Extracted information:

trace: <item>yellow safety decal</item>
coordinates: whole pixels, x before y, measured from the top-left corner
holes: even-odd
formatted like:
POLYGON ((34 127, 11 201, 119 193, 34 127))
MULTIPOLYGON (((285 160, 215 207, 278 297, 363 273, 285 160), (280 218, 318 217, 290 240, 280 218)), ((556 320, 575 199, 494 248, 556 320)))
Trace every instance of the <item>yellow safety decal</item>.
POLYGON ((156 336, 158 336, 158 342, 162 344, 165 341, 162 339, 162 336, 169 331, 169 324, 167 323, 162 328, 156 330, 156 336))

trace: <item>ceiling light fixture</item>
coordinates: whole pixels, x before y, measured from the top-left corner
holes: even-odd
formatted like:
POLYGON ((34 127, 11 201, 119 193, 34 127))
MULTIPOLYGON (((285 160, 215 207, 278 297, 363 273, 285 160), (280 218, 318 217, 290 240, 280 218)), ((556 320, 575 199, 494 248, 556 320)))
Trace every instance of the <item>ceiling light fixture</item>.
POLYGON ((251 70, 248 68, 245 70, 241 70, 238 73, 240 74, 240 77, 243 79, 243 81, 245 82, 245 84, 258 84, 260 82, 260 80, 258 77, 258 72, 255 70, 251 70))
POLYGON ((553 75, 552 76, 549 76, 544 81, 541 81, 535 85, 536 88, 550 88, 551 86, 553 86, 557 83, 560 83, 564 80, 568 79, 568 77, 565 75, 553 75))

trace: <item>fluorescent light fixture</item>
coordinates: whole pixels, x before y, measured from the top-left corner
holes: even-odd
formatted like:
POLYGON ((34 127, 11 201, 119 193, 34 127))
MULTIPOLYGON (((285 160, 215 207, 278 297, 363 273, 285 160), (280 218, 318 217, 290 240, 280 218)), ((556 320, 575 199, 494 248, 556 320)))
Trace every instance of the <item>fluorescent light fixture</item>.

To be done: Rewrite the listing above as a numbered list, omitting the blank lines.

Expected answer:
1. trace: <item>yellow safety decal</item>
2. coordinates: whole pixels, x before y, measured from the top-left corner
3. holes: even-odd
4. formatted like:
5. POLYGON ((34 127, 11 201, 119 193, 34 127))
6. MULTIPOLYGON (((285 160, 215 207, 278 297, 363 273, 285 160), (280 218, 318 217, 290 240, 280 218)), ((556 320, 575 199, 494 248, 556 320)))
7. Trace every instance of the <item>yellow safety decal</item>.
8. POLYGON ((156 336, 158 336, 158 342, 162 344, 165 341, 162 339, 162 336, 169 331, 169 324, 167 323, 162 328, 156 330, 156 336))
9. trace: <item>ceiling light fixture</item>
10. coordinates: whole pixels, x before y, measured from the top-left corner
11. holes: even-odd
12. formatted like:
13. POLYGON ((34 127, 11 201, 119 193, 34 127))
14. MULTIPOLYGON (((285 160, 215 207, 278 297, 363 273, 285 160), (280 218, 318 217, 290 240, 280 218)), ((556 320, 575 199, 494 248, 556 320)))
15. Trace every instance of the <item>ceiling light fixture</item>.
16. POLYGON ((251 70, 248 68, 245 70, 241 70, 238 73, 240 74, 240 77, 243 79, 243 81, 245 82, 245 84, 258 84, 260 82, 260 80, 258 77, 258 72, 255 70, 251 70))
17. POLYGON ((553 75, 552 76, 549 76, 544 81, 541 81, 535 85, 536 88, 550 88, 551 86, 553 86, 557 83, 560 83, 564 80, 568 79, 568 77, 565 75, 553 75))
18. trace: <item>fluorescent light fixture</item>
19. coordinates: whole pixels, x before y, measured from the top-left corner
20. holes: even-odd
21. formatted like:
22. POLYGON ((34 127, 11 201, 119 193, 34 127))
23. MULTIPOLYGON (((285 160, 215 207, 278 297, 363 273, 285 160), (280 218, 318 217, 290 240, 280 218)), ((556 320, 575 199, 494 248, 556 320)))
24. Trace every instance of the <item>fluorescent light fixture</item>.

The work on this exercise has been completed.